*TASK MATERIAL*
###

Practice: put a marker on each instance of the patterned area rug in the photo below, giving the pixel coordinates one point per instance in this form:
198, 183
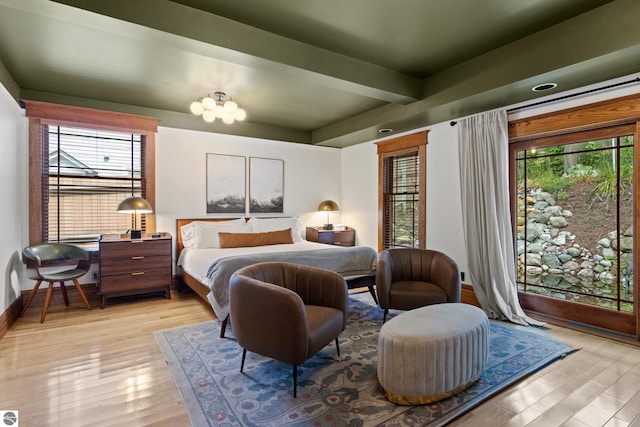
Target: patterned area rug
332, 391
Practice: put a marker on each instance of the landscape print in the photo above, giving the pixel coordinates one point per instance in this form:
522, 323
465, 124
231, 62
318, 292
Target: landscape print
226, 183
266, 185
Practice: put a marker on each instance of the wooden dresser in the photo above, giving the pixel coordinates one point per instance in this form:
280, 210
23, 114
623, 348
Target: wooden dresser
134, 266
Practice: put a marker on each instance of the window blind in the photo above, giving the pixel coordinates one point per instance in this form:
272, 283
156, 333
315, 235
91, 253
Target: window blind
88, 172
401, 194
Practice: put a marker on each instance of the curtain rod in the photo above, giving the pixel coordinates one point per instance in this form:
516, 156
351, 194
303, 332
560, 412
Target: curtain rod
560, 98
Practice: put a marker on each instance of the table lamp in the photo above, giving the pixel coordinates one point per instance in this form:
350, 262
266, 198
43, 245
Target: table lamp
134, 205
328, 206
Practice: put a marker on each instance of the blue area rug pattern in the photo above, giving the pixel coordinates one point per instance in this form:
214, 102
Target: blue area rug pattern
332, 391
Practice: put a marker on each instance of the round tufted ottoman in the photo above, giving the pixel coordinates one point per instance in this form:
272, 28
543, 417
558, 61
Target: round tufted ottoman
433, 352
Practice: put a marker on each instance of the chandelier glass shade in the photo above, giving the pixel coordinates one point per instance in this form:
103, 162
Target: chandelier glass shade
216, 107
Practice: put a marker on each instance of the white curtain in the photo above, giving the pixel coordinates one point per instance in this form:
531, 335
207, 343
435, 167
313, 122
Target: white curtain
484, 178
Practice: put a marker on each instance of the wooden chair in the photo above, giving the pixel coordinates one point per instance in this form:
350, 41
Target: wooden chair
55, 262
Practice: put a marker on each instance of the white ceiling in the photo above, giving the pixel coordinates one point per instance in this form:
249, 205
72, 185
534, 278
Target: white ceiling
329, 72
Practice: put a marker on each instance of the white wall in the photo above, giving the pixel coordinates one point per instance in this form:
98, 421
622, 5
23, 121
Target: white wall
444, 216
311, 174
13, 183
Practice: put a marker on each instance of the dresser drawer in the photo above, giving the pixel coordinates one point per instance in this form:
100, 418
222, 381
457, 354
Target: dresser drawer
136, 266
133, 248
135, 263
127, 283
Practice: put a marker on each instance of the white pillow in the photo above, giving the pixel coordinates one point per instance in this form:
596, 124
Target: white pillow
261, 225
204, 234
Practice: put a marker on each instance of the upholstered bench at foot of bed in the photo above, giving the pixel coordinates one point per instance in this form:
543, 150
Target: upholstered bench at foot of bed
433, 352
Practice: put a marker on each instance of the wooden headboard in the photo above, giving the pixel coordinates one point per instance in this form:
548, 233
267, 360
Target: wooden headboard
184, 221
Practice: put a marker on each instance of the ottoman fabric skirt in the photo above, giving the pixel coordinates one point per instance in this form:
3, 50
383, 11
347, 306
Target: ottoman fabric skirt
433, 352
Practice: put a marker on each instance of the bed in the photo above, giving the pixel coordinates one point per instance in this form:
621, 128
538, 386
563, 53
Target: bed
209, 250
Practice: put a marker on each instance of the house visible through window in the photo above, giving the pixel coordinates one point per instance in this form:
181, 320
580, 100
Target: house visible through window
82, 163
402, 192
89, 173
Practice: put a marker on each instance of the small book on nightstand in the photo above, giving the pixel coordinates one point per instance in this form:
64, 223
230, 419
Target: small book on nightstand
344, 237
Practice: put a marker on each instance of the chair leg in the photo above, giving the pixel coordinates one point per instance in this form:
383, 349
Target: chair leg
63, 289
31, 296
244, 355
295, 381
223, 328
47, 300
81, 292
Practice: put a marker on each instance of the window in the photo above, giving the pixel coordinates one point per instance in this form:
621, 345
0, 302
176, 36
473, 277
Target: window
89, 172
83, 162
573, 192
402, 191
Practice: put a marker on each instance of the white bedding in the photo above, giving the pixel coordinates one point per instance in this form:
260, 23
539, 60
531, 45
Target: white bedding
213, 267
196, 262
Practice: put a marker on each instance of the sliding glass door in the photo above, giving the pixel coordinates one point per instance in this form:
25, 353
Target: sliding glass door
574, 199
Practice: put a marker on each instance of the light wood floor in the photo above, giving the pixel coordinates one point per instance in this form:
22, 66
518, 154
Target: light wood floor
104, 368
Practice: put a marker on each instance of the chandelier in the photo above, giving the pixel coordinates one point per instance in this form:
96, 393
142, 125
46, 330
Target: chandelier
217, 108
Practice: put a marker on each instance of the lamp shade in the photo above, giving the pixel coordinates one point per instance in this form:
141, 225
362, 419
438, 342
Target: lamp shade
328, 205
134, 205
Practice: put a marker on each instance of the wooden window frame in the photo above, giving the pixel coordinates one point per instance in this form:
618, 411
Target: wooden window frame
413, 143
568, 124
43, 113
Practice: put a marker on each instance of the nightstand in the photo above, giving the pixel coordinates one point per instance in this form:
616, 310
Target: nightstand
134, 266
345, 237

###

*WHAT THE TASK REQUIRES*
Reproduce every record verbatim, please. Omit the images.

*SOLUTION FOR THIS PROBLEM*
Practice: put a marker on each instance of the patterned area rug in the photo below, giving the pixel coordinates one point per instance in this form:
198, 183
Target: patterned area rug
332, 391
Practice: put a marker on each instance of the landscape print in the photo above, giving the pixel coordinates one point per instance in this form:
522, 323
465, 124
231, 62
318, 292
Target: landscape print
226, 183
266, 185
Practice: put a marker on each instance of the wooden dresser in the photo above, giving the pixel coordinates one point per instance in this form:
280, 210
23, 114
623, 348
Target: wooden dresser
134, 266
Practice: put a marker on each instance of the window blind in the photo above, giving the pixel coordinates one point per instance in this form:
272, 283
156, 333
315, 235
91, 253
Target: window blind
88, 172
401, 194
Practice: put a marker on each instance of the curtain rod in the photo above, giving the pixel coordinates one point per instance in this form:
516, 156
351, 194
303, 332
560, 412
Target: curtain rod
560, 98
Practice: put a marker on each instance of the table lamp in the photo above, giving the pixel coordinates one point per instance in this form:
350, 262
266, 198
43, 245
Target: table lamp
134, 205
328, 206
Practice: put a marker on each instance of the blue area rug pattern in the photo above, giving the pixel coordinates one point per instance in this form:
214, 102
Target: blue area rug pattern
332, 391
Practice: put a marker on each instance of the round tufted ottoman in the photo above, giving the pixel coordinates one point per instance in this form:
272, 28
543, 417
558, 61
Target: round tufted ottoman
433, 352
Practice: put a marker on each instance of the chandelier glass shade in the photo above, giving the pixel coordinates one point per instance in this form:
103, 162
Target: chandelier glass shade
216, 107
Practice: put a marker on each instance of the white curtain in the photo above, giving the pixel coordinates one point per instance in this form:
531, 335
207, 343
435, 167
313, 122
Target: white curtain
484, 178
Practice: put a marker on each instance of the wooden chair in the photo above, giving the pixel coordinates one point per instance in this form:
350, 41
Target: wooden chair
55, 262
Practice: put a marker on each instance of the white ceiling in the photo above, giving the pixel coordinates one point per instance in this form:
249, 205
72, 185
534, 278
Target: white ceiling
329, 72
Practice: put a marker on each instance of the white wall in the photo above, giving the pixel coordinates one point per instance in this form:
98, 421
622, 5
23, 121
Target: white wall
444, 216
311, 174
13, 183
Practice: put a marker on each instance of the dresser drawer in the photo above, giving the pixel coordinates one point per instance in this form:
100, 418
222, 381
457, 354
Target: dresser drawer
136, 266
133, 248
135, 263
127, 283
Practice: put a marker on each instance of the white pillow in the photo above, giving the pixel coordinates one point per instance in this form:
596, 124
Target: white pillow
261, 225
204, 234
Practice: put a marker on each instance of the upholstered bench at foot of bed in the photo above, giving the pixel coordinates one point per instance in this form:
543, 150
Target: upholstered bench at foot of bed
433, 352
Practice: put a marker on each instance of the wooden headboard in the photo above, giving the pixel coordinates one point per instance in this form:
548, 233
267, 360
Target: wooden headboard
184, 221
Practice: put a marker on each instance of the ottoman fabric skirt in the photo above, giving the pixel coordinates one point per instance in this form:
3, 50
383, 11
347, 306
Target: ottoman fabric skirt
433, 352
Practice: put a marker on each instance of the bed in the photo above, giving the pixel coordinates one point per instance in this form:
621, 128
538, 386
563, 53
Target: bed
209, 250
Practice: put a marker on each instance of the house visible through window in the photo above, giving the pixel coordinates one point per instance in this form:
181, 320
580, 100
Target: house visible through window
82, 163
402, 192
89, 173
Practice: put a marker on each instance of the small book on nightstand in the photo above, giving the pixel coordinates one point per instance in this form:
64, 223
230, 419
Target: small book on nightstand
344, 237
Practice: put a marker on each instance of the chair leg in the photo above, giving the pixel coordinates one point per instance in this form:
383, 349
Target: chair leg
63, 289
31, 296
244, 355
295, 381
223, 328
47, 300
81, 292
Practice: put a marker on each instance of the window in the photo above, giving the pixel coordinates one point per instance in this form:
621, 345
0, 302
176, 36
473, 277
Target: window
89, 172
83, 162
573, 192
402, 191
Practice: put a marker on each instance of the white bedding in the photo above, giving the pixel coordinates one point per instance in this form:
260, 23
539, 60
531, 45
Target: white bedding
213, 267
196, 262
Practice: put a marker on each instance of the sliding glass door in the photo above, giving the pixel coordinates one point per instance in this form:
25, 353
Target: sliding glass door
574, 199
Practice: put a marker on each instance of the light wood floor in the photo above, giving the pixel coordinates one point per instance in this form:
22, 66
518, 154
Target: light wood floor
104, 368
Practice: put a marker on each instance of the chandelier in the photo above, giving the pixel coordinates one point per instance in this form:
96, 393
142, 125
46, 330
Target: chandelier
217, 108
Practice: put a marker on each instance of the lamp shade in the photo above, giving the pixel coordinates one point per instance in this form:
141, 225
362, 419
438, 342
Target: lamp shade
328, 205
134, 205
Practice: put a marker on each instance of the wooden window frame in the photo above, giving the pixel coordinates one point per instance in this form:
618, 411
Target: wooden window frame
413, 143
568, 124
43, 113
Practice: put a marker on each instance of the nightstand in the photo above, giving the pixel coordinates one point per instance in this form:
616, 310
Target: nightstand
134, 266
345, 237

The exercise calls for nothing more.